● Extract:
□ □ □

Hong Kong to resume hamster imports a year after mass cull over Covid

HONG KONG — Hong Kong is lifting a ban on the importing of hamsters for sale, a year after it ordered more than 2,000 hamsters and other small mammals to be culled in an effort to prevent pets from spreading Covid-19 to people.

“According to the newest risk assessment and current situation, this department believes that the import ban for hamsters could be lifted,” the Agriculture, Fisheries and Conservation Department said in an emailed statement on Thursday. 

The department said it was preparing for commercial hamster imports to resume by the middle of this month, with all imported hamsters required to undergo quarantine and released to the market only after they test negative for the coronavirus. A ban on commercial imports of other small mammals like chinchillas and guinea pigs was lifted in May.

The Hong Kong government ordered the culling last January after a small virus outbreak was traced to a pet shop called Little Boss that had imported hamsters from the Netherlands. Eleven of the shop’s hamsters tested positive for the delta variant, which had not been seen in the city in months. 

Hong Kong residents who had recently purchased hamsters were advised to surrender their pets, shops selling hamsters were temporarily shut down and an import ban was enacted. Pet owners and animal welfare groups criticized the government’s decision at the time as disproportionate and cruel, and tens of thousands of people signed an online petition against it. 

While there is “no doubt” that hamsters transmitted the virus to a worker in the pet shop, in hindsight the culling of hamsters outside the infected shipment was “unnecessary,” Vanessa Barrs, a professor of veterinary medicine at City University of Hong Kong, told NBC News. It is unlikely that hamsters living in people’s homes had Covid, and the culling caused stress to pet owners and tension in the community, she added.

But at the time of the Hong Kong government’s decision last year, the Chinese territory was following a strict “zero-Covid” approach in line with mainland China, leading officials to act aggressively. In recent weeks both Hong Kong and mainland China have relaxed anti-Covid restrictions that minimized cases and deaths but also caused widespread public frustration.

□ □ □

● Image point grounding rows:
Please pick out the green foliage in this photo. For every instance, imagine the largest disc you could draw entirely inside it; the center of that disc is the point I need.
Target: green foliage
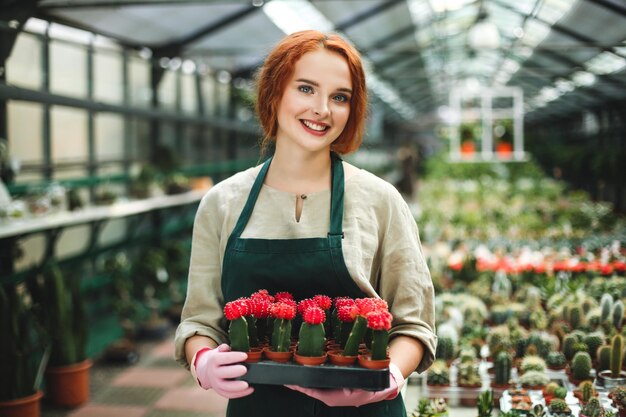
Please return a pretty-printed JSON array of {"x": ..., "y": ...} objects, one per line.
[
  {"x": 311, "y": 339},
  {"x": 445, "y": 348},
  {"x": 59, "y": 307},
  {"x": 438, "y": 374},
  {"x": 356, "y": 337},
  {"x": 21, "y": 346},
  {"x": 604, "y": 358},
  {"x": 555, "y": 359},
  {"x": 593, "y": 408},
  {"x": 617, "y": 355},
  {"x": 502, "y": 368},
  {"x": 485, "y": 404},
  {"x": 380, "y": 341},
  {"x": 581, "y": 366}
]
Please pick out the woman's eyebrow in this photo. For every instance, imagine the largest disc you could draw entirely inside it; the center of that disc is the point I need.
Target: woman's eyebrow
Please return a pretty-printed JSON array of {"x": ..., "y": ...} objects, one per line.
[{"x": 316, "y": 84}]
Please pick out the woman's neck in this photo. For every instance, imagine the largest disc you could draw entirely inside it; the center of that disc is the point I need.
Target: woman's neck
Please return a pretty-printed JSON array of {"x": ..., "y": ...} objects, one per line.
[{"x": 299, "y": 172}]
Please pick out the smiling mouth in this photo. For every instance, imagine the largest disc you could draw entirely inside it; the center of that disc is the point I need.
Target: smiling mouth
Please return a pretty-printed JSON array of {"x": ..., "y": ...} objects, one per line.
[{"x": 319, "y": 128}]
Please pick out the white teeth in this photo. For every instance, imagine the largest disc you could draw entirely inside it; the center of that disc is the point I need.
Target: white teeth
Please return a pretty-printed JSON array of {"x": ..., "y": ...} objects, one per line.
[{"x": 314, "y": 126}]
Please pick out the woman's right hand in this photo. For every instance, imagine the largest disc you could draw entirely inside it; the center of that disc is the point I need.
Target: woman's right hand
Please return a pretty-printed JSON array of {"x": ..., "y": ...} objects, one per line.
[{"x": 215, "y": 368}]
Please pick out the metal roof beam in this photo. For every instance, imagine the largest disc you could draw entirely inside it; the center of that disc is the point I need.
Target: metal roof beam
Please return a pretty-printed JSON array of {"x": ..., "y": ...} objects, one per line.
[
  {"x": 616, "y": 8},
  {"x": 371, "y": 12},
  {"x": 174, "y": 48}
]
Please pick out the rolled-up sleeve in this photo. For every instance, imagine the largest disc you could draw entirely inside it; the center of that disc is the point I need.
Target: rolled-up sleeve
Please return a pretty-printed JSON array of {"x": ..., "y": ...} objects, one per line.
[
  {"x": 405, "y": 280},
  {"x": 202, "y": 312}
]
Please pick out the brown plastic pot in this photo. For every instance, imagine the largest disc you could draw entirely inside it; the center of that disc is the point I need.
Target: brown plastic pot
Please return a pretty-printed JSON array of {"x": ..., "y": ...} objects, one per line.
[
  {"x": 22, "y": 407},
  {"x": 277, "y": 356},
  {"x": 366, "y": 361},
  {"x": 309, "y": 360},
  {"x": 336, "y": 358},
  {"x": 68, "y": 386}
]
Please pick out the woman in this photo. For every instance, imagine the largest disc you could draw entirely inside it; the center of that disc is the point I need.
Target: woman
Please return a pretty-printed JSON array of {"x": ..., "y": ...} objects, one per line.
[{"x": 308, "y": 223}]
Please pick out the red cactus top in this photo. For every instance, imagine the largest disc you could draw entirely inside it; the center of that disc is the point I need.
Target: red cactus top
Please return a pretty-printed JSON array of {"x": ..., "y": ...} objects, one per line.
[
  {"x": 379, "y": 320},
  {"x": 284, "y": 311},
  {"x": 347, "y": 313},
  {"x": 342, "y": 301},
  {"x": 306, "y": 304},
  {"x": 280, "y": 296},
  {"x": 314, "y": 315},
  {"x": 263, "y": 294},
  {"x": 236, "y": 309},
  {"x": 260, "y": 307},
  {"x": 323, "y": 301}
]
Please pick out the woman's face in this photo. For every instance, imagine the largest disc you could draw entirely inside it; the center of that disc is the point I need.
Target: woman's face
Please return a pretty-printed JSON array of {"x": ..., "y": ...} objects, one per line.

□ □ □

● Brief 1: List every kind of animal named in the hamster article.
● Brief 2: According to the hamster article, which country did the Little Boss pet shop import its hamsters from?
● Brief 3: Duplicate the hamster article's wording between "Hong Kong to" and "statement on Thursday.", inclusive.
Rely only on the hamster article for what comes next, not on the rows.

● Answer 1: Hamsters, chinchillas, guinea pigs

● Answer 2: The Netherlands

● Answer 3:
Hong Kong to resume hamster imports a year after mass cull over Covid

HONG KONG — Hong Kong is lifting a ban on the importing of hamsters for sale, a year after it ordered more than 2,000 hamsters and other small mammals to be culled in an effort to prevent pets from spreading Covid-19 to people.

“According to the newest risk assessment and current situation, this department believes that the import ban for hamsters could be lifted,” the Agriculture, Fisheries and Conservation Department said in an emailed statement on Thursday.